▸ REQUIRED TASK:
Leave out the pictures and copy everything else below exactly.

▸ DATASET RECORDS:
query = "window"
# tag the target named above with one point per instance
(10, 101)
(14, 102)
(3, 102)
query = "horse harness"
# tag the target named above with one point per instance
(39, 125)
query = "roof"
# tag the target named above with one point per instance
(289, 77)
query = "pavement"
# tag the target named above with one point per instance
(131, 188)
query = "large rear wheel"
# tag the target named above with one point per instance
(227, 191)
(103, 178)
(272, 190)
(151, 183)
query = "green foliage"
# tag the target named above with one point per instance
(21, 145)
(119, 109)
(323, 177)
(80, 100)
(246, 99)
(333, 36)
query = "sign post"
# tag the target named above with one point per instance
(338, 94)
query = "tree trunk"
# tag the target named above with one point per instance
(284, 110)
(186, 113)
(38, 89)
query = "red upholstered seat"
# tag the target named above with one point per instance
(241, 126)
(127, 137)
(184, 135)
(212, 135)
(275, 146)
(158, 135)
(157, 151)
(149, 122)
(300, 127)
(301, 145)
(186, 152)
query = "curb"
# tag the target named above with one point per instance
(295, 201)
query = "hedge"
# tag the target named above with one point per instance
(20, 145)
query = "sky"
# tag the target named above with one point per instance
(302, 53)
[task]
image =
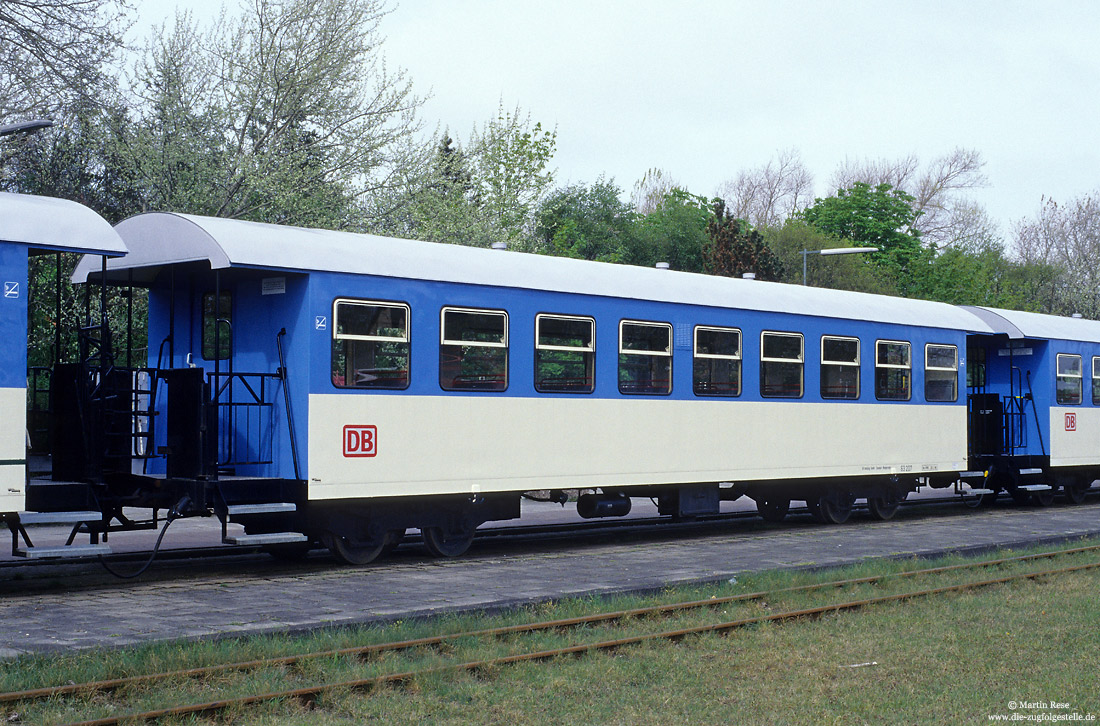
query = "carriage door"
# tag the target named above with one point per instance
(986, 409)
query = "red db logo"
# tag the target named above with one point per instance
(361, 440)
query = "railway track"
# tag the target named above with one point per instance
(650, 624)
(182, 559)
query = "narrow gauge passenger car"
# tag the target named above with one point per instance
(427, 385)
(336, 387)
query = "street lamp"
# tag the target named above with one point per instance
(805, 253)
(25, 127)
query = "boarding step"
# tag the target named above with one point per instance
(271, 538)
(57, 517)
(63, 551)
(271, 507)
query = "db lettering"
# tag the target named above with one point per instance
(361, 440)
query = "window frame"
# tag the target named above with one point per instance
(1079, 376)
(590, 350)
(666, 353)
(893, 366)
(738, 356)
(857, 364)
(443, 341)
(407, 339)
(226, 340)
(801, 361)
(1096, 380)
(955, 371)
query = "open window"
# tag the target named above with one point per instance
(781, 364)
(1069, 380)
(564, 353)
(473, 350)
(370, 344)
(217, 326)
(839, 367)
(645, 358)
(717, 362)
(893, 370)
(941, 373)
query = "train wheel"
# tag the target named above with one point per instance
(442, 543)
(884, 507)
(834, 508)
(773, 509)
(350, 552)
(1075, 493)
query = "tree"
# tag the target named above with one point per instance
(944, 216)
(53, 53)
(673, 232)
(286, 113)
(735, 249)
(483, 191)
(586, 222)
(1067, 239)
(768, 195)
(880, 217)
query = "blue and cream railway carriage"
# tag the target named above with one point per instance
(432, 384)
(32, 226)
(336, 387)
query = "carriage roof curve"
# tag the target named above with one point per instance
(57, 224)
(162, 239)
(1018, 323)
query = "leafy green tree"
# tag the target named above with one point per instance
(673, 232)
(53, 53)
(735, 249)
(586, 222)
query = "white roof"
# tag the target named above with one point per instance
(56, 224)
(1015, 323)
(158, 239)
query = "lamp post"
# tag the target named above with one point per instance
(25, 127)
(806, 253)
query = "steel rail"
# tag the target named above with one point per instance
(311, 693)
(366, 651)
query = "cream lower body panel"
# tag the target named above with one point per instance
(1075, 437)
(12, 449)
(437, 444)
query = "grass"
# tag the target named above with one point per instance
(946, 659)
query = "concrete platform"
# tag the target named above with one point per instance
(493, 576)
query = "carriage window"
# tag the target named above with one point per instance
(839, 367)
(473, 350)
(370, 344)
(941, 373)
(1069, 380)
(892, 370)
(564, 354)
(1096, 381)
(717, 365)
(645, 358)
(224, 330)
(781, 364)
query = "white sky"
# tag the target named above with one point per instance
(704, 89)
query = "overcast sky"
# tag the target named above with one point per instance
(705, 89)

▸ FULL ANSWER:
query = "window"
# tag the target named above with one point per instance
(10, 101)
(14, 102)
(3, 102)
query = "horse harness"
# tag the target named above with one point per instance
(39, 125)
query = "roof"
# tag the target named above with one point per instance
(289, 77)
query = "pavement"
# tag the target named above with one point per instance
(131, 188)
query = "large rear wheel"
# tag the target named above with one point per instance
(227, 191)
(103, 178)
(272, 190)
(151, 183)
query = "green foliage"
# tag the target named above with one point per instance
(21, 145)
(119, 109)
(323, 177)
(80, 100)
(246, 99)
(333, 36)
query = "sign post"
# tag the target named above with one point per instance
(338, 94)
query = "tree trunk"
# tag the target named above with one point per instance
(284, 110)
(186, 113)
(38, 89)
query = "red upholstered seat"
# tag the target named above with one point per instance
(241, 126)
(127, 137)
(184, 135)
(212, 135)
(275, 146)
(158, 135)
(157, 151)
(149, 122)
(300, 127)
(301, 145)
(186, 152)
query = "curb"
# tag the target named above with one point per instance
(295, 201)
query = "hedge"
# tag the target named above with one point per instance
(20, 145)
query = "sky"
# tag the target named above with one point per instance
(302, 53)
[task]
image =
query = "carriage door"
# tag the target named above with one point per instance
(986, 409)
query = "red db logo"
# tag the target named above with one point per instance
(361, 440)
query = "railway track"
# tag the target named above with one point per instance
(650, 624)
(182, 559)
query = "narrow gauge passenger car"
# tag the target named above with one point per instance
(427, 385)
(336, 387)
query = "street lamp"
# tag the target named above with one point per instance
(805, 253)
(25, 127)
query = "boarding step"
# tag the target named above with one point per instance
(271, 538)
(57, 517)
(63, 551)
(271, 507)
query = "db lettering"
# tag the target named above with one point per instance
(361, 440)
query = "window frame"
# tag the target named above with one point per instance
(1079, 376)
(590, 350)
(666, 353)
(893, 366)
(738, 356)
(857, 364)
(443, 341)
(407, 339)
(226, 340)
(801, 361)
(1096, 380)
(955, 371)
query = "open window"
# tag the target named above with one point per instance
(781, 364)
(1069, 380)
(564, 353)
(473, 350)
(370, 344)
(217, 326)
(839, 367)
(645, 358)
(717, 362)
(893, 370)
(941, 373)
query = "train wheel"
# tag the target named above with one point per instance
(442, 543)
(884, 507)
(834, 508)
(773, 509)
(350, 552)
(1075, 493)
query = "tree"
# tag the target named above with one point per instance
(944, 216)
(53, 53)
(673, 232)
(286, 113)
(735, 249)
(483, 191)
(586, 222)
(1067, 239)
(768, 195)
(880, 217)
query = "blue and cream railway carriage"
# tag the target named above with one point per instance
(432, 384)
(32, 226)
(336, 387)
query = "carriage roof curve"
# tag the target named above with one point per instance
(57, 224)
(162, 239)
(1018, 323)
query = "leafy green tree"
# tag the target named above with one point per instance
(673, 232)
(53, 53)
(735, 249)
(586, 222)
query = "white roof"
# tag the target named above with one point per instance
(56, 224)
(1015, 323)
(158, 239)
query = "lamp post"
# tag the target named above with one point per instance
(25, 127)
(806, 253)
query = "steel rail"
# tag the target named above with one point per instance
(311, 693)
(366, 651)
query = "cream lower body panel"
# tag the target named above with one point per instance
(1075, 437)
(12, 449)
(437, 444)
query = "grass"
# tag the target named above with one point per instance
(946, 659)
query = "concrete platform"
# tag the target named above with one point per instance
(493, 576)
query = "carriage window"
# tag the target named above with one point per instance
(839, 367)
(473, 350)
(370, 344)
(941, 373)
(1069, 380)
(892, 370)
(564, 354)
(1096, 381)
(717, 365)
(645, 358)
(224, 330)
(781, 364)
query = "white sky"
# tag the target named above with one point per instance
(704, 89)
query = "overcast sky"
# tag the target named above with one point per instance
(705, 89)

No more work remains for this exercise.